### THE TASK
Output all records verbatim.
+++ RECORDED INFORMATION +++
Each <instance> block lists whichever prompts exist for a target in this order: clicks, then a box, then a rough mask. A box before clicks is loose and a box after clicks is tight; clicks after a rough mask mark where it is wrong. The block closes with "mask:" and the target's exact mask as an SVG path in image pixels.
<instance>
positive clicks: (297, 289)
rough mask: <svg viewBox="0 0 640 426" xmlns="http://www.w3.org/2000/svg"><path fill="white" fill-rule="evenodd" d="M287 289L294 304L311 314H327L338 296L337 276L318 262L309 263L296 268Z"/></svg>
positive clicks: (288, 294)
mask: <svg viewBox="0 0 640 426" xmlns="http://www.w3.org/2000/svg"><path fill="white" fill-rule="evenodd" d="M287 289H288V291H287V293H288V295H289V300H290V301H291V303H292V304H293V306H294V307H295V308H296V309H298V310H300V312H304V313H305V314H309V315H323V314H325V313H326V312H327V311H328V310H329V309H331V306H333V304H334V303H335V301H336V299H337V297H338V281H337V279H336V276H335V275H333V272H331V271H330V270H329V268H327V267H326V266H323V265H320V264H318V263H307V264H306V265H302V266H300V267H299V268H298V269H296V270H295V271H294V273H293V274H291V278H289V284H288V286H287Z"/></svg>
+++
### OUTPUT OF THE EXERCISE
Each <instance> block lists whichever prompts exist for a target in this order: clicks, then a box, then a rough mask. A box before clicks is loose and a box after clicks is tight; clicks after a rough mask mark where it is wrong. The block closes with "mask:" and the target's exact mask as an SVG path in image pixels.
<instance>
positive clicks: (297, 289)
rough mask: <svg viewBox="0 0 640 426" xmlns="http://www.w3.org/2000/svg"><path fill="white" fill-rule="evenodd" d="M287 289L294 304L311 314H327L338 296L337 276L318 262L309 263L296 268Z"/></svg>
positive clicks: (288, 294)
mask: <svg viewBox="0 0 640 426" xmlns="http://www.w3.org/2000/svg"><path fill="white" fill-rule="evenodd" d="M287 289H288V291H287V293H288V295H289V300H290V301H291V303H292V304H293V306H294V307H295V308H296V309H298V310H300V312H304V313H305V314H309V315H323V314H325V313H326V312H327V311H328V310H329V309H331V306H333V304H334V303H335V301H336V299H337V297H338V281H337V279H336V276H335V275H333V272H331V271H330V270H329V268H327V267H326V266H323V265H320V264H318V263H307V264H306V265H302V266H300V267H299V268H298V269H296V270H295V271H294V273H293V274H291V278H289V284H288V286H287Z"/></svg>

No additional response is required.